---------- Data provided
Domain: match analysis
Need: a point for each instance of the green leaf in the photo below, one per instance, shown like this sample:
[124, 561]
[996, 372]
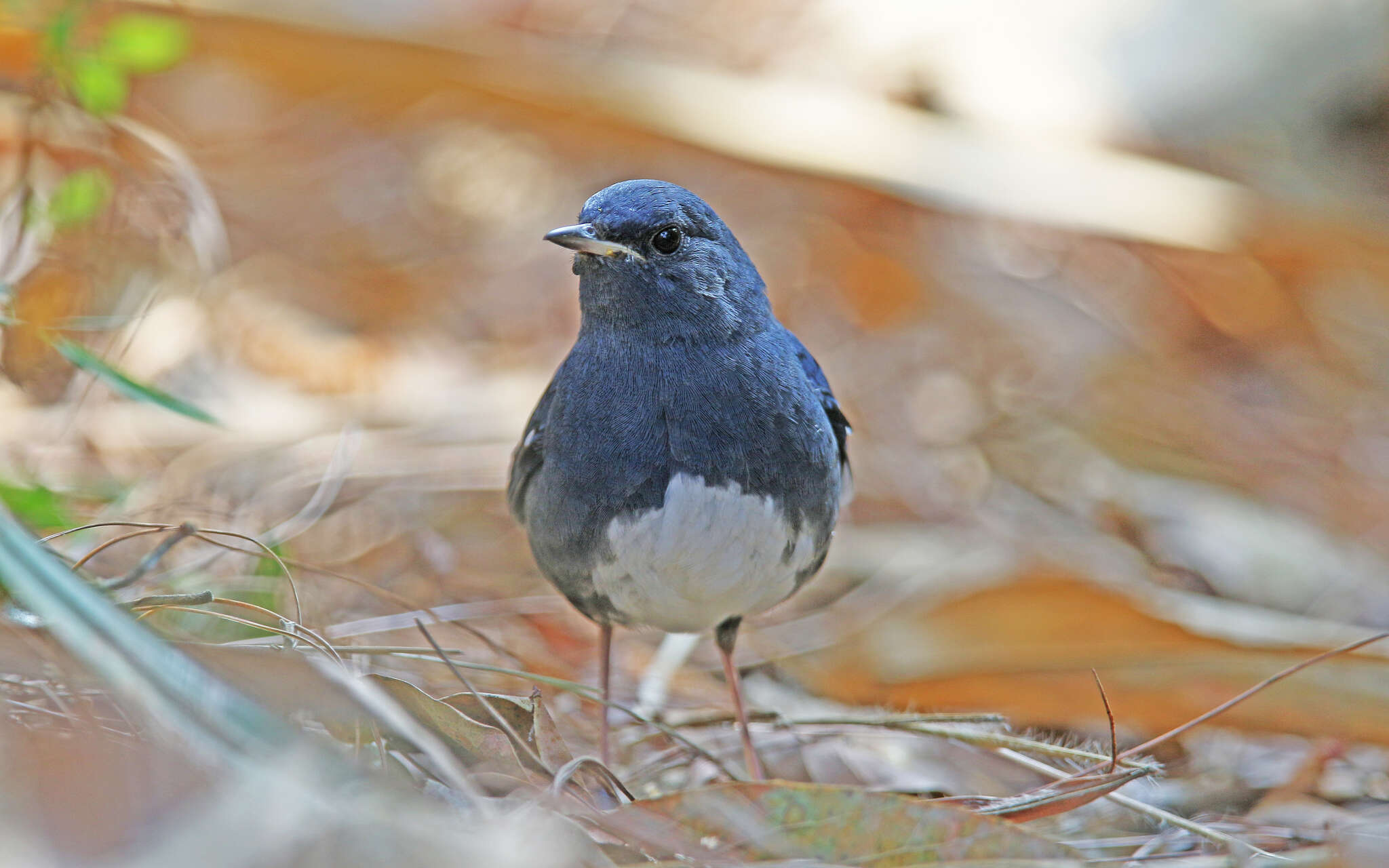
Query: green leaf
[750, 823]
[38, 507]
[124, 385]
[79, 197]
[145, 43]
[99, 85]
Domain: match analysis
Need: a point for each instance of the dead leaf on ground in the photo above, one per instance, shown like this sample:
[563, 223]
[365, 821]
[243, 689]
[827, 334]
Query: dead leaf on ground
[477, 743]
[1025, 648]
[527, 715]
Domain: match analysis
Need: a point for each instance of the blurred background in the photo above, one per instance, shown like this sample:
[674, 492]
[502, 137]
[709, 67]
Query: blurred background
[1102, 285]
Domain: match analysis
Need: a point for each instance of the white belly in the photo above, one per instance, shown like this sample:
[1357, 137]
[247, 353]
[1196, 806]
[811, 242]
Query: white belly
[707, 553]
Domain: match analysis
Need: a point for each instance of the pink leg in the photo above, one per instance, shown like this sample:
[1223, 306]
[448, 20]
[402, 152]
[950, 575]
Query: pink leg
[604, 674]
[724, 638]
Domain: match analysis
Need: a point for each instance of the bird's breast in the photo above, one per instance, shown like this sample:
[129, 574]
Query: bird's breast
[709, 552]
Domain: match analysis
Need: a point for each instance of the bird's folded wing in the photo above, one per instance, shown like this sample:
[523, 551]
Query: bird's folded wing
[838, 422]
[528, 456]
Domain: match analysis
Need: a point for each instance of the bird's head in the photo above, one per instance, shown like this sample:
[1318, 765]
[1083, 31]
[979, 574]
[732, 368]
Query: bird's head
[654, 260]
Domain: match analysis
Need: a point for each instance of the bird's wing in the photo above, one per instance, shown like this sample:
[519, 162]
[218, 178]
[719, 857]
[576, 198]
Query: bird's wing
[838, 422]
[530, 454]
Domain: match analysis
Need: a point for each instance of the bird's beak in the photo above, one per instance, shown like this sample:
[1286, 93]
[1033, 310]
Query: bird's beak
[585, 239]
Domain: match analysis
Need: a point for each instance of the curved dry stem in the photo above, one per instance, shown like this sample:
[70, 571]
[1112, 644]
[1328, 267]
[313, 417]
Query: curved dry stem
[290, 576]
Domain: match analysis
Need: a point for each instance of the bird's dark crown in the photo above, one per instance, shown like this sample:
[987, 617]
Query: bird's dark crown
[703, 290]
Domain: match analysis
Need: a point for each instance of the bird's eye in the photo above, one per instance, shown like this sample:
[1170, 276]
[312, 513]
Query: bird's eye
[667, 241]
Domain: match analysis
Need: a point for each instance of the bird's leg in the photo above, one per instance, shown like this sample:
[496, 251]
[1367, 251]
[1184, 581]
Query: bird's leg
[604, 673]
[724, 637]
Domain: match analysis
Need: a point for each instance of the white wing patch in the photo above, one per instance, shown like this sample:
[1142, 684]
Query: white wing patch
[707, 553]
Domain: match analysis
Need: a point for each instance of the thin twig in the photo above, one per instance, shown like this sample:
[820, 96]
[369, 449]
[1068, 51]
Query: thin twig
[1231, 703]
[585, 690]
[1134, 804]
[182, 532]
[290, 576]
[506, 726]
[567, 771]
[1109, 713]
[106, 545]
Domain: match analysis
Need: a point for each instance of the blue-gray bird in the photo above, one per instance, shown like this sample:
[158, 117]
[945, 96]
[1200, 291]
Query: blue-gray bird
[686, 463]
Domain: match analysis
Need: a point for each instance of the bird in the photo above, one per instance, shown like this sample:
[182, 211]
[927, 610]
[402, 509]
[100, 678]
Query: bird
[686, 463]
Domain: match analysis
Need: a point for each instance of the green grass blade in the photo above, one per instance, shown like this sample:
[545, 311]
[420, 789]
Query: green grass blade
[123, 384]
[174, 690]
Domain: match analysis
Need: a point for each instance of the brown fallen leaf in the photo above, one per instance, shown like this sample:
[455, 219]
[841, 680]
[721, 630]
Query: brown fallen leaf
[1052, 799]
[528, 718]
[1025, 648]
[477, 743]
[828, 824]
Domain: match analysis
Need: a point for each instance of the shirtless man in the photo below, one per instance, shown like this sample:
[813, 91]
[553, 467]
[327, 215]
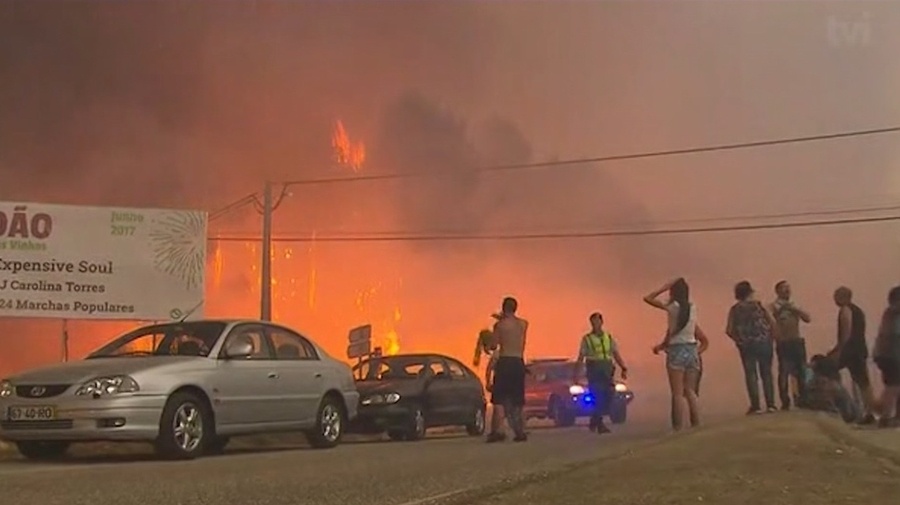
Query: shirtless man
[852, 351]
[507, 373]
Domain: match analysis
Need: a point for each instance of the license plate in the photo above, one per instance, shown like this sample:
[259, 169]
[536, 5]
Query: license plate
[31, 413]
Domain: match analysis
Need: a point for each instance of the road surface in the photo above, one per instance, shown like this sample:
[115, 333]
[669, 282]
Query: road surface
[779, 459]
[365, 473]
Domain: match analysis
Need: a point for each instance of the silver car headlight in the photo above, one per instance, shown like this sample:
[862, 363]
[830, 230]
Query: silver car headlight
[385, 399]
[112, 385]
[6, 389]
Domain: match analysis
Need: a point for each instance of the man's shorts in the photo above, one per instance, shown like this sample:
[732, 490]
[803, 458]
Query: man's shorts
[682, 357]
[858, 368]
[509, 382]
[890, 371]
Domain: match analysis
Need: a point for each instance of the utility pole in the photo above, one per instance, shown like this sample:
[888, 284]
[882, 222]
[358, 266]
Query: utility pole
[266, 270]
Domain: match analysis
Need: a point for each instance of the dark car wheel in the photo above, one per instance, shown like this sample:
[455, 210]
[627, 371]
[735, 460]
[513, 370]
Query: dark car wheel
[562, 417]
[42, 450]
[183, 427]
[475, 427]
[329, 424]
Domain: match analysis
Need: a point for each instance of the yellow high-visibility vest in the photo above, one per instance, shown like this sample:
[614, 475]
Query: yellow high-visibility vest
[600, 346]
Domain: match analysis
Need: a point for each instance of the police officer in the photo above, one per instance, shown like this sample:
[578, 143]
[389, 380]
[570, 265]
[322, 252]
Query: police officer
[599, 353]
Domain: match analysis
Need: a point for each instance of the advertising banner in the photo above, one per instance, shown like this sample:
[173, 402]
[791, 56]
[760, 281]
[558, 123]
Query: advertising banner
[73, 262]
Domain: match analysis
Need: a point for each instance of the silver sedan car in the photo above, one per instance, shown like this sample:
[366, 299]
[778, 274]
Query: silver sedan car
[187, 387]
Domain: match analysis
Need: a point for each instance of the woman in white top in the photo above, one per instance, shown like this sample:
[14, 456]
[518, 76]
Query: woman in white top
[683, 344]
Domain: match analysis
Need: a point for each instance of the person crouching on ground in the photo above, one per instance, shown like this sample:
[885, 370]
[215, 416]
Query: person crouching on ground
[825, 392]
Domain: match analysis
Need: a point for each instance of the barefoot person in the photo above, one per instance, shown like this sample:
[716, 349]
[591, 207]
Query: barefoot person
[790, 347]
[683, 344]
[887, 357]
[852, 351]
[508, 372]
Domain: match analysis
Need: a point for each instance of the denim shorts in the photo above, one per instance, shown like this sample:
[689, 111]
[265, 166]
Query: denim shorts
[682, 357]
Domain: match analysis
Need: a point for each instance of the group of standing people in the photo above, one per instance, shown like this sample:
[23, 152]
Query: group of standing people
[763, 333]
[683, 344]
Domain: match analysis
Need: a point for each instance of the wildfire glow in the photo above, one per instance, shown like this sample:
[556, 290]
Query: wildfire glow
[346, 152]
[218, 263]
[374, 305]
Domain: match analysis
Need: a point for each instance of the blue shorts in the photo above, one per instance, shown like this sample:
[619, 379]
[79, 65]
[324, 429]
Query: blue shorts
[682, 357]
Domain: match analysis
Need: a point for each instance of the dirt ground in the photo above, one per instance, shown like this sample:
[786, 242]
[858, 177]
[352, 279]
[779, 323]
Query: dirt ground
[777, 459]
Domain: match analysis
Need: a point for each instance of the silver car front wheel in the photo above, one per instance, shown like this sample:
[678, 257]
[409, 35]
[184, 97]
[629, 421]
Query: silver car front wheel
[329, 424]
[183, 427]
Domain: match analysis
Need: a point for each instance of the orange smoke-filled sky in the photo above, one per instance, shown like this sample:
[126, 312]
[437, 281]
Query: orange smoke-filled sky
[194, 104]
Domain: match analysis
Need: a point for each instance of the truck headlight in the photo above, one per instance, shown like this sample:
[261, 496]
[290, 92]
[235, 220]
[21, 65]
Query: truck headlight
[385, 399]
[6, 389]
[112, 385]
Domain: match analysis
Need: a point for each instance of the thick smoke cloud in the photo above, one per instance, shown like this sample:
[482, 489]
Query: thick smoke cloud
[419, 135]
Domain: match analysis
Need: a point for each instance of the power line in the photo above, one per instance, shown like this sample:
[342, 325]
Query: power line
[221, 212]
[603, 159]
[568, 235]
[745, 217]
[252, 198]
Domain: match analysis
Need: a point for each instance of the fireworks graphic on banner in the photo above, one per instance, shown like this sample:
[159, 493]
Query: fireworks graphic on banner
[178, 241]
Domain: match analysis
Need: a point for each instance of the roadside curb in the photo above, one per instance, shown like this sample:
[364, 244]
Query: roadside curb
[481, 493]
[841, 433]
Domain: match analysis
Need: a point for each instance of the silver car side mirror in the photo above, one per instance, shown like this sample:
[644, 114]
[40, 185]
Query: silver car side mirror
[238, 349]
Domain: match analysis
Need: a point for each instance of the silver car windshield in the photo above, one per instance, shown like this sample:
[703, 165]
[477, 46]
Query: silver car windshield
[175, 339]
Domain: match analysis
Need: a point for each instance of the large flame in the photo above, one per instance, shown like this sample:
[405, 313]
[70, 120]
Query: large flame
[346, 152]
[371, 303]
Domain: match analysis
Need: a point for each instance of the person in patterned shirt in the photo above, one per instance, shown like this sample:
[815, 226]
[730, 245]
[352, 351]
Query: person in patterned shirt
[753, 330]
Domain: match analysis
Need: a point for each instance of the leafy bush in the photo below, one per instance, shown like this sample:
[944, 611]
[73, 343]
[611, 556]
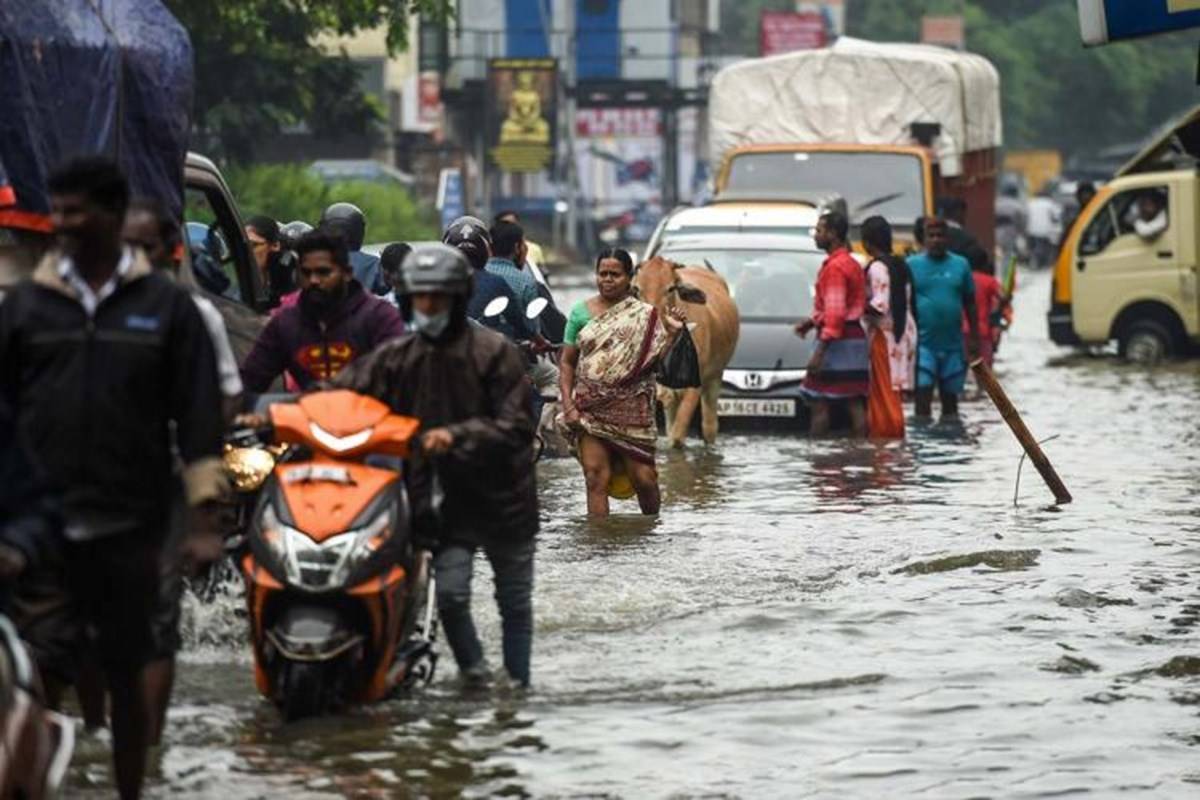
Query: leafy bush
[288, 192]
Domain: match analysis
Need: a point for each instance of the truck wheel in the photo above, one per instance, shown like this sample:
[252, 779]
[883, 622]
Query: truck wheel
[1146, 342]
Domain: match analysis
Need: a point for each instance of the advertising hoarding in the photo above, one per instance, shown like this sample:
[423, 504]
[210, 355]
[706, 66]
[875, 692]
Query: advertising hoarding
[522, 113]
[1113, 20]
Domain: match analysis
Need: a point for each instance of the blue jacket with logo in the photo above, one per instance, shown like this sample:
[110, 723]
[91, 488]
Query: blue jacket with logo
[96, 396]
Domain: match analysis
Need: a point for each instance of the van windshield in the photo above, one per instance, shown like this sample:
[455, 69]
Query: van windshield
[885, 184]
[765, 283]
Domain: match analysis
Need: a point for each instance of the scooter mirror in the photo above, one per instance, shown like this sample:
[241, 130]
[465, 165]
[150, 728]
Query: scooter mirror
[496, 307]
[533, 311]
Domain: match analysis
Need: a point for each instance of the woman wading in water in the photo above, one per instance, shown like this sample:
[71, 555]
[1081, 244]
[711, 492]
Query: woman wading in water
[612, 343]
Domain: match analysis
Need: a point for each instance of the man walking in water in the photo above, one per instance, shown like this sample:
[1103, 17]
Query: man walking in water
[468, 388]
[943, 290]
[838, 370]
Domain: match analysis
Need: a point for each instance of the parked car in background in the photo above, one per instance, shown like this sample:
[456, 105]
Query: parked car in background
[743, 216]
[772, 280]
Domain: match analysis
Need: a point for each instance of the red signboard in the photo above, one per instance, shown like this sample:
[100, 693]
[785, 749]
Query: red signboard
[429, 94]
[784, 31]
[598, 122]
[947, 31]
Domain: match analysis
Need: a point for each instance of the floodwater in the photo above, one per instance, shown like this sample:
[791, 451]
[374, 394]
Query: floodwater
[807, 619]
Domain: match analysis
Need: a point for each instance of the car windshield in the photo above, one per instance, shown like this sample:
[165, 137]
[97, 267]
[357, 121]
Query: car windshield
[885, 184]
[765, 283]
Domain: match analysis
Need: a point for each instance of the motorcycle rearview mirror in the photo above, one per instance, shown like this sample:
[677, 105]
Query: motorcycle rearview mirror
[496, 307]
[533, 311]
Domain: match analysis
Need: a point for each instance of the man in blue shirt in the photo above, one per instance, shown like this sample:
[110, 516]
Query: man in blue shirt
[471, 236]
[942, 289]
[508, 254]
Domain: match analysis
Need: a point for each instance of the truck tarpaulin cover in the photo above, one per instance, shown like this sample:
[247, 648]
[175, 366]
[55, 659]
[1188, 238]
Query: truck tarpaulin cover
[82, 77]
[858, 92]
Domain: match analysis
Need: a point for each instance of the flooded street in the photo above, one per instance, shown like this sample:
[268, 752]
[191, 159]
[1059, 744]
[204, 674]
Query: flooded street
[821, 619]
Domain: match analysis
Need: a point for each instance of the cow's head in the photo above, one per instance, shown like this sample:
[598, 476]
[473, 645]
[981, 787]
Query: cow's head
[658, 283]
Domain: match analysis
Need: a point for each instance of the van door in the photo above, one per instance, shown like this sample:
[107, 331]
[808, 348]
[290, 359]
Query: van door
[219, 259]
[1115, 265]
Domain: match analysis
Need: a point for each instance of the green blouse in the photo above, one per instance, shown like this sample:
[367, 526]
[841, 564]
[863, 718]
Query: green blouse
[576, 322]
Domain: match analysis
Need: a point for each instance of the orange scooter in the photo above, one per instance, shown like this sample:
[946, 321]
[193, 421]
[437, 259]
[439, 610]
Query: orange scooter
[341, 601]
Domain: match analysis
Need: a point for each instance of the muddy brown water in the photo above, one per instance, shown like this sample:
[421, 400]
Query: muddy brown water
[807, 619]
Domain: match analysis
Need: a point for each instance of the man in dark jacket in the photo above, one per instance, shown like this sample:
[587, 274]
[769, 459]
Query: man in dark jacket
[468, 388]
[30, 518]
[334, 323]
[109, 371]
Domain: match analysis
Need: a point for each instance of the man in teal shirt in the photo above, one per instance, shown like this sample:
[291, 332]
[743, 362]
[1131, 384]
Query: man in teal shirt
[942, 289]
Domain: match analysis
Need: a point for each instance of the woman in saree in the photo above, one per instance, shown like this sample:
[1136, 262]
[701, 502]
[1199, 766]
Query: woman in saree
[612, 343]
[891, 331]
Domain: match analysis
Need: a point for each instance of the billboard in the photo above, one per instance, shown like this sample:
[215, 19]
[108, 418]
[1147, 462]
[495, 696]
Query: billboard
[946, 31]
[619, 160]
[522, 113]
[784, 31]
[1113, 20]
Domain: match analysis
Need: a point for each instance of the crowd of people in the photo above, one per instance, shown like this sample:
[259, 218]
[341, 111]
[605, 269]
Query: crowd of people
[899, 325]
[118, 383]
[121, 383]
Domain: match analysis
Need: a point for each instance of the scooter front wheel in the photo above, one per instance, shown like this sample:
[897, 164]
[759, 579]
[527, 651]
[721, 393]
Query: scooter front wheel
[309, 690]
--------------------
Give only the number of lines in the entries above that contain the word "group".

**Result for this task**
2